**Trecho**
§ §

O Bode expiatório
Os psicólogos sociais colocam como um dos grandes
obstáculos ao autoconhecimento o papel do Bode
expiatório, que consiste em transferir para outrem
uma responsabilidade que é nossa. Como proteção à
autoestima, recusamos encontrar em nossa própria
realidade íntima as causas dos fracassos, das más
escolhas e dos desvios éticos. O problema está sempre
nos outros.
A tradição atribui aos antigos hebreus a expressão bode
expiatório. Tratava-se de um costume pelo qual o
sacerdote, durante um período de expiação de culpas da
tribo, pousava as mãos na cabeça de um bode e, por meio
das devidas rezas, exortações e enunciação dos pecados
cometidos transferia-os para o animal que depois era
abandonado no deserto para morrer, levando consigo os
pecados e limpando a comunidade de seus erros. O termo
ficou e hoje é usado para designar aqueles que levam a
culpa de algo, ainda que sendo inocentes.
Exemplo lamentável e trágico de bode expiatório vamos
encontrar na Alemanha nazista, onde, após a derrota na
Primeira guerra mundial, responsabilizou os judeus pela
inflação, pela recessão e pelos sentimentos de
frustração então existentes.

§ §

**Partes do exercício**
1. No texto sobre o bode expiatório, a Alemanha nazista responsabilizou os judeus por quais problemas? Liste todos.
2. Transcreva do texto sobre o bode expiatório o trecho que começa nas palavras "Exemplo lamentável e" e termina após "frustração então existentes.".
O material apresentado a seguir é independente do texto.

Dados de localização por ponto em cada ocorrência
§ §

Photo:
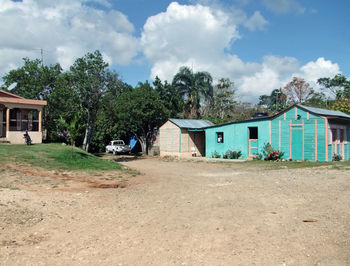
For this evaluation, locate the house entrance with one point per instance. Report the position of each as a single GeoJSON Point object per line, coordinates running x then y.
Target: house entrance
{"type": "Point", "coordinates": [253, 145]}
{"type": "Point", "coordinates": [297, 143]}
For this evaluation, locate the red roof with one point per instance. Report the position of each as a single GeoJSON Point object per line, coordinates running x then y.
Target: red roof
{"type": "Point", "coordinates": [6, 97]}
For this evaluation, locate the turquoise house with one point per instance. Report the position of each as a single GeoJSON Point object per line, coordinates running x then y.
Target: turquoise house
{"type": "Point", "coordinates": [301, 132]}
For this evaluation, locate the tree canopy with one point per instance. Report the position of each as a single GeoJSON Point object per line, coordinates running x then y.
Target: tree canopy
{"type": "Point", "coordinates": [193, 87]}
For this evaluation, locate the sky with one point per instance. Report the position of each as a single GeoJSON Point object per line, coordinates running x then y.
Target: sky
{"type": "Point", "coordinates": [260, 45]}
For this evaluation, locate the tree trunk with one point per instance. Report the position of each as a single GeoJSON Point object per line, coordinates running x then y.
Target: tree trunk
{"type": "Point", "coordinates": [88, 133]}
{"type": "Point", "coordinates": [144, 145]}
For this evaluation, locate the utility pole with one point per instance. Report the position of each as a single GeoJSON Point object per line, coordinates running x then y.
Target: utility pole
{"type": "Point", "coordinates": [42, 56]}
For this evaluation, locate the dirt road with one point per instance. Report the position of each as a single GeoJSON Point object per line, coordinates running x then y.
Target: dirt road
{"type": "Point", "coordinates": [178, 213]}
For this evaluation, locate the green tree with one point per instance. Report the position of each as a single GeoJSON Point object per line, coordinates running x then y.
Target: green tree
{"type": "Point", "coordinates": [343, 105]}
{"type": "Point", "coordinates": [223, 100]}
{"type": "Point", "coordinates": [107, 126]}
{"type": "Point", "coordinates": [170, 96]}
{"type": "Point", "coordinates": [63, 102]}
{"type": "Point", "coordinates": [275, 102]}
{"type": "Point", "coordinates": [193, 87]}
{"type": "Point", "coordinates": [89, 80]}
{"type": "Point", "coordinates": [32, 80]}
{"type": "Point", "coordinates": [140, 112]}
{"type": "Point", "coordinates": [339, 86]}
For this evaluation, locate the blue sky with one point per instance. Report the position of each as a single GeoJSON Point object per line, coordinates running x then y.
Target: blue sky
{"type": "Point", "coordinates": [260, 45]}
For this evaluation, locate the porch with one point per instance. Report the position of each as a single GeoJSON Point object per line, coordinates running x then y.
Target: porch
{"type": "Point", "coordinates": [18, 115]}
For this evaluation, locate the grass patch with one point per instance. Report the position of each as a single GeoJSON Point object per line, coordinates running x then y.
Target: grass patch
{"type": "Point", "coordinates": [55, 156]}
{"type": "Point", "coordinates": [344, 165]}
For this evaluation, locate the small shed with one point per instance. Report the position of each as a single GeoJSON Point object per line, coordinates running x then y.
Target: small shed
{"type": "Point", "coordinates": [301, 132]}
{"type": "Point", "coordinates": [18, 114]}
{"type": "Point", "coordinates": [183, 137]}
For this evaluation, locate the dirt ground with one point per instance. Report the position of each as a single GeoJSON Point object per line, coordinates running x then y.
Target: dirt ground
{"type": "Point", "coordinates": [175, 213]}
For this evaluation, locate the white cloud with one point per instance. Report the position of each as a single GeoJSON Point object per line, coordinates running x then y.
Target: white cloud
{"type": "Point", "coordinates": [200, 37]}
{"type": "Point", "coordinates": [284, 6]}
{"type": "Point", "coordinates": [312, 71]}
{"type": "Point", "coordinates": [65, 30]}
{"type": "Point", "coordinates": [256, 22]}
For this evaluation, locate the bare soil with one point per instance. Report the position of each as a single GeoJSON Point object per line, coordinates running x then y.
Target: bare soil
{"type": "Point", "coordinates": [175, 213]}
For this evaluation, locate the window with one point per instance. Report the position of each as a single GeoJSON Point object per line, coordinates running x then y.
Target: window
{"type": "Point", "coordinates": [220, 137]}
{"type": "Point", "coordinates": [24, 119]}
{"type": "Point", "coordinates": [253, 132]}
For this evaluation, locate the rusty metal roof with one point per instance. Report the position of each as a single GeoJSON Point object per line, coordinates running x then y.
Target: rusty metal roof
{"type": "Point", "coordinates": [6, 97]}
{"type": "Point", "coordinates": [324, 112]}
{"type": "Point", "coordinates": [191, 123]}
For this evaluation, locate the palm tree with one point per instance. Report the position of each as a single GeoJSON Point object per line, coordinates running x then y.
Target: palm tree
{"type": "Point", "coordinates": [193, 87]}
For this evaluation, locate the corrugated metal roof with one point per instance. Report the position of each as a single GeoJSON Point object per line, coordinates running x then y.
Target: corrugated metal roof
{"type": "Point", "coordinates": [325, 112]}
{"type": "Point", "coordinates": [191, 123]}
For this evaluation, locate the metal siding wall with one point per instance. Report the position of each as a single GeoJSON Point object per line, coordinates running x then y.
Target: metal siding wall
{"type": "Point", "coordinates": [169, 137]}
{"type": "Point", "coordinates": [285, 136]}
{"type": "Point", "coordinates": [275, 133]}
{"type": "Point", "coordinates": [235, 137]}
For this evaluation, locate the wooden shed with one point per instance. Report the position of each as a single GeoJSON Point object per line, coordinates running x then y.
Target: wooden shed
{"type": "Point", "coordinates": [301, 132]}
{"type": "Point", "coordinates": [183, 137]}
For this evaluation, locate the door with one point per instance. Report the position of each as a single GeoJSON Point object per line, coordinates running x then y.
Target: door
{"type": "Point", "coordinates": [297, 143]}
{"type": "Point", "coordinates": [2, 123]}
{"type": "Point", "coordinates": [253, 145]}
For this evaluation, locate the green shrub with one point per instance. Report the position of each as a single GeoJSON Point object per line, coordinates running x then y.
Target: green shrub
{"type": "Point", "coordinates": [270, 154]}
{"type": "Point", "coordinates": [215, 154]}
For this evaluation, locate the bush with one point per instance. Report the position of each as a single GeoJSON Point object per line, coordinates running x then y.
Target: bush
{"type": "Point", "coordinates": [337, 157]}
{"type": "Point", "coordinates": [215, 154]}
{"type": "Point", "coordinates": [232, 154]}
{"type": "Point", "coordinates": [270, 154]}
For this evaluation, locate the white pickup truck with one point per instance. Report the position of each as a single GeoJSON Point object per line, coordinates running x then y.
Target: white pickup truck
{"type": "Point", "coordinates": [118, 147]}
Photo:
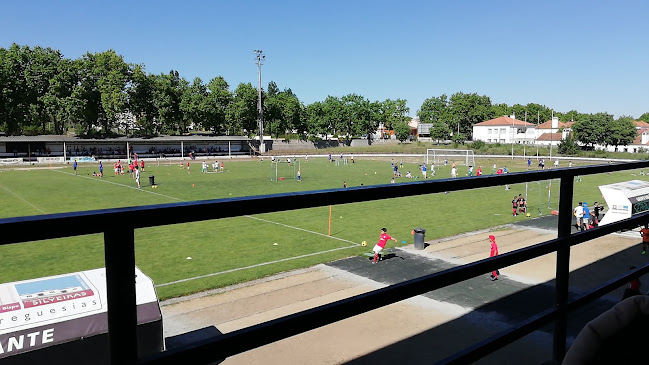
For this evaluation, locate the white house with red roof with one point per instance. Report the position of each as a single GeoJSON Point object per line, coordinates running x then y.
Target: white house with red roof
{"type": "Point", "coordinates": [504, 130]}
{"type": "Point", "coordinates": [553, 132]}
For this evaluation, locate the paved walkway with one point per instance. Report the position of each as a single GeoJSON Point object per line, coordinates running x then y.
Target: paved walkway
{"type": "Point", "coordinates": [423, 329]}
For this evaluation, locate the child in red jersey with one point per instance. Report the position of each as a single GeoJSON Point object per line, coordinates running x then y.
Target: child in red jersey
{"type": "Point", "coordinates": [383, 239]}
{"type": "Point", "coordinates": [494, 252]}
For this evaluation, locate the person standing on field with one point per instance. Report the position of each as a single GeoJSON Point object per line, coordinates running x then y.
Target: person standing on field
{"type": "Point", "coordinates": [644, 232]}
{"type": "Point", "coordinates": [383, 239]}
{"type": "Point", "coordinates": [494, 252]}
{"type": "Point", "coordinates": [137, 176]}
{"type": "Point", "coordinates": [579, 216]}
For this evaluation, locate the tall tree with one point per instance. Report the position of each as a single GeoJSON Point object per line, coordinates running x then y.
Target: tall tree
{"type": "Point", "coordinates": [591, 128]}
{"type": "Point", "coordinates": [644, 117]}
{"type": "Point", "coordinates": [220, 98]}
{"type": "Point", "coordinates": [620, 132]}
{"type": "Point", "coordinates": [242, 112]}
{"type": "Point", "coordinates": [141, 95]}
{"type": "Point", "coordinates": [465, 110]}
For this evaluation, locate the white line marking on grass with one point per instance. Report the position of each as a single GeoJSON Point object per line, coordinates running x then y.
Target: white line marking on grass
{"type": "Point", "coordinates": [353, 244]}
{"type": "Point", "coordinates": [23, 199]}
{"type": "Point", "coordinates": [252, 266]}
{"type": "Point", "coordinates": [301, 229]}
{"type": "Point", "coordinates": [118, 184]}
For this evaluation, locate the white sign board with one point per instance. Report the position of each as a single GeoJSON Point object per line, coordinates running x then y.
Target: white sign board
{"type": "Point", "coordinates": [57, 309]}
{"type": "Point", "coordinates": [625, 199]}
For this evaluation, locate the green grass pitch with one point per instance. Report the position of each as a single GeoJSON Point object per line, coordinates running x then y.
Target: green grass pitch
{"type": "Point", "coordinates": [187, 258]}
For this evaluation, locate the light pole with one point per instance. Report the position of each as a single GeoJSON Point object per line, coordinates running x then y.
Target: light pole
{"type": "Point", "coordinates": [259, 55]}
{"type": "Point", "coordinates": [513, 131]}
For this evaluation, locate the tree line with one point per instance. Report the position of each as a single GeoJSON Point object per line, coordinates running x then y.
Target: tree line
{"type": "Point", "coordinates": [99, 94]}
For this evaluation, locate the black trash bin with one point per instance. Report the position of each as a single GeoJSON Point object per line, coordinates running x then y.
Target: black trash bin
{"type": "Point", "coordinates": [420, 234]}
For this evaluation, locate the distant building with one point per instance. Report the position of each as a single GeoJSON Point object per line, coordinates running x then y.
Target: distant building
{"type": "Point", "coordinates": [504, 130]}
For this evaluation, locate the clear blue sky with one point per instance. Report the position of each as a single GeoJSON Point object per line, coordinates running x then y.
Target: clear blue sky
{"type": "Point", "coordinates": [592, 56]}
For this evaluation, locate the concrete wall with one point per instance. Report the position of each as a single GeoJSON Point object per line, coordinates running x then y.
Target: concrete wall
{"type": "Point", "coordinates": [295, 145]}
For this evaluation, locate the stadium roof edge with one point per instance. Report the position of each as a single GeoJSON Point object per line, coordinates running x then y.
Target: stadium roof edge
{"type": "Point", "coordinates": [74, 139]}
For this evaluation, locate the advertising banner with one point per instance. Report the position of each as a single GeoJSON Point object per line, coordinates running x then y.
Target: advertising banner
{"type": "Point", "coordinates": [8, 161]}
{"type": "Point", "coordinates": [46, 160]}
{"type": "Point", "coordinates": [82, 159]}
{"type": "Point", "coordinates": [625, 199]}
{"type": "Point", "coordinates": [48, 311]}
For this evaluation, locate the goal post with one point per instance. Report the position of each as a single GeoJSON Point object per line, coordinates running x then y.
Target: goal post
{"type": "Point", "coordinates": [439, 156]}
{"type": "Point", "coordinates": [282, 170]}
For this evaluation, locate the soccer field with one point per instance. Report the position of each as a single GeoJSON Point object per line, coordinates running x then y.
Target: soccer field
{"type": "Point", "coordinates": [187, 258]}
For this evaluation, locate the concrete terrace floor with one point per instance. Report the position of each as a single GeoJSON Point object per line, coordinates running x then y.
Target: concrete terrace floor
{"type": "Point", "coordinates": [423, 329]}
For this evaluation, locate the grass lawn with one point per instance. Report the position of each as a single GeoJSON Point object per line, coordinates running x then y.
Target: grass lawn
{"type": "Point", "coordinates": [233, 250]}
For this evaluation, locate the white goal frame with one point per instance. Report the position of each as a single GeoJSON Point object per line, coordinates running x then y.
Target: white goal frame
{"type": "Point", "coordinates": [437, 156]}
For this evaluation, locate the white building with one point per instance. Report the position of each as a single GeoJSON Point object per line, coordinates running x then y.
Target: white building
{"type": "Point", "coordinates": [505, 130]}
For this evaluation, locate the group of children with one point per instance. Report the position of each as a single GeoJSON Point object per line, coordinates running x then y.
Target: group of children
{"type": "Point", "coordinates": [519, 205]}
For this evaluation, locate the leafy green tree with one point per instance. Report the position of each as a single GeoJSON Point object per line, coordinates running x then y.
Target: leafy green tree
{"type": "Point", "coordinates": [591, 128]}
{"type": "Point", "coordinates": [169, 90]}
{"type": "Point", "coordinates": [141, 96]}
{"type": "Point", "coordinates": [499, 110]}
{"type": "Point", "coordinates": [241, 114]}
{"type": "Point", "coordinates": [220, 99]}
{"type": "Point", "coordinates": [644, 117]}
{"type": "Point", "coordinates": [467, 110]}
{"type": "Point", "coordinates": [395, 112]}
{"type": "Point", "coordinates": [194, 105]}
{"type": "Point", "coordinates": [440, 131]}
{"type": "Point", "coordinates": [568, 146]}
{"type": "Point", "coordinates": [316, 119]}
{"type": "Point", "coordinates": [433, 109]}
{"type": "Point", "coordinates": [620, 132]}
{"type": "Point", "coordinates": [401, 129]}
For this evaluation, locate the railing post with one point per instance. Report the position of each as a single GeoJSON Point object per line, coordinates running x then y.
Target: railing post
{"type": "Point", "coordinates": [563, 267]}
{"type": "Point", "coordinates": [119, 252]}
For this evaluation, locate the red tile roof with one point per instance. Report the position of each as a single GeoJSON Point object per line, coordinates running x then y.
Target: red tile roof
{"type": "Point", "coordinates": [550, 137]}
{"type": "Point", "coordinates": [548, 125]}
{"type": "Point", "coordinates": [640, 123]}
{"type": "Point", "coordinates": [505, 121]}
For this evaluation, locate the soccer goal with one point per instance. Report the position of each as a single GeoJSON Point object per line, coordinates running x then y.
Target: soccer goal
{"type": "Point", "coordinates": [441, 156]}
{"type": "Point", "coordinates": [282, 170]}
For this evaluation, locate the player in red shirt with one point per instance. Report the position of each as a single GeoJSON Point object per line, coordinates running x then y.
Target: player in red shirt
{"type": "Point", "coordinates": [383, 239]}
{"type": "Point", "coordinates": [645, 238]}
{"type": "Point", "coordinates": [494, 252]}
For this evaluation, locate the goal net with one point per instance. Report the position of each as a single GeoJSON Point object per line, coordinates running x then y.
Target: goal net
{"type": "Point", "coordinates": [442, 156]}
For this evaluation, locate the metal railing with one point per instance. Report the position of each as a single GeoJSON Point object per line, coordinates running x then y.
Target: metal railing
{"type": "Point", "coordinates": [119, 251]}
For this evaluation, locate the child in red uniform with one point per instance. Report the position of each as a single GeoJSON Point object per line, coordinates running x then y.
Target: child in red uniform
{"type": "Point", "coordinates": [383, 239]}
{"type": "Point", "coordinates": [645, 238]}
{"type": "Point", "coordinates": [494, 252]}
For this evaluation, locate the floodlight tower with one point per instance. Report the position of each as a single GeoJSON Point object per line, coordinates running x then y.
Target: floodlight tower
{"type": "Point", "coordinates": [259, 55]}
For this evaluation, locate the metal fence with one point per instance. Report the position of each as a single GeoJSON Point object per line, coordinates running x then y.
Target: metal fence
{"type": "Point", "coordinates": [119, 248]}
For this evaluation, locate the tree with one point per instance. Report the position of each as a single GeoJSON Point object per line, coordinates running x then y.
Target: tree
{"type": "Point", "coordinates": [220, 98]}
{"type": "Point", "coordinates": [591, 128]}
{"type": "Point", "coordinates": [440, 131]}
{"type": "Point", "coordinates": [433, 109]}
{"type": "Point", "coordinates": [402, 130]}
{"type": "Point", "coordinates": [467, 110]}
{"type": "Point", "coordinates": [644, 117]}
{"type": "Point", "coordinates": [241, 114]}
{"type": "Point", "coordinates": [169, 89]}
{"type": "Point", "coordinates": [620, 132]}
{"type": "Point", "coordinates": [568, 146]}
{"type": "Point", "coordinates": [141, 96]}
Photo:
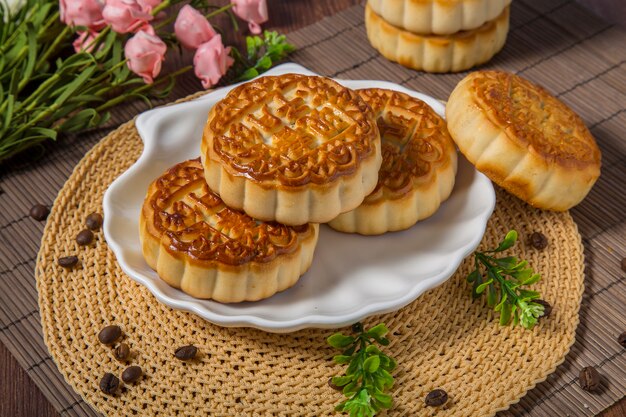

§ §

**Respostas por item**
1. A inflação; a recessão; os sentimentos de frustração então existentes.

2.
Exemplo lamentável e trágico de bode expiatório vamos
encontrar na Alemanha nazista, onde, após a derrota na
Primeira guerra mundial, responsabilizou os judeus pela
inflação, pela recessão e pelos sentimentos de
frustração então existentes.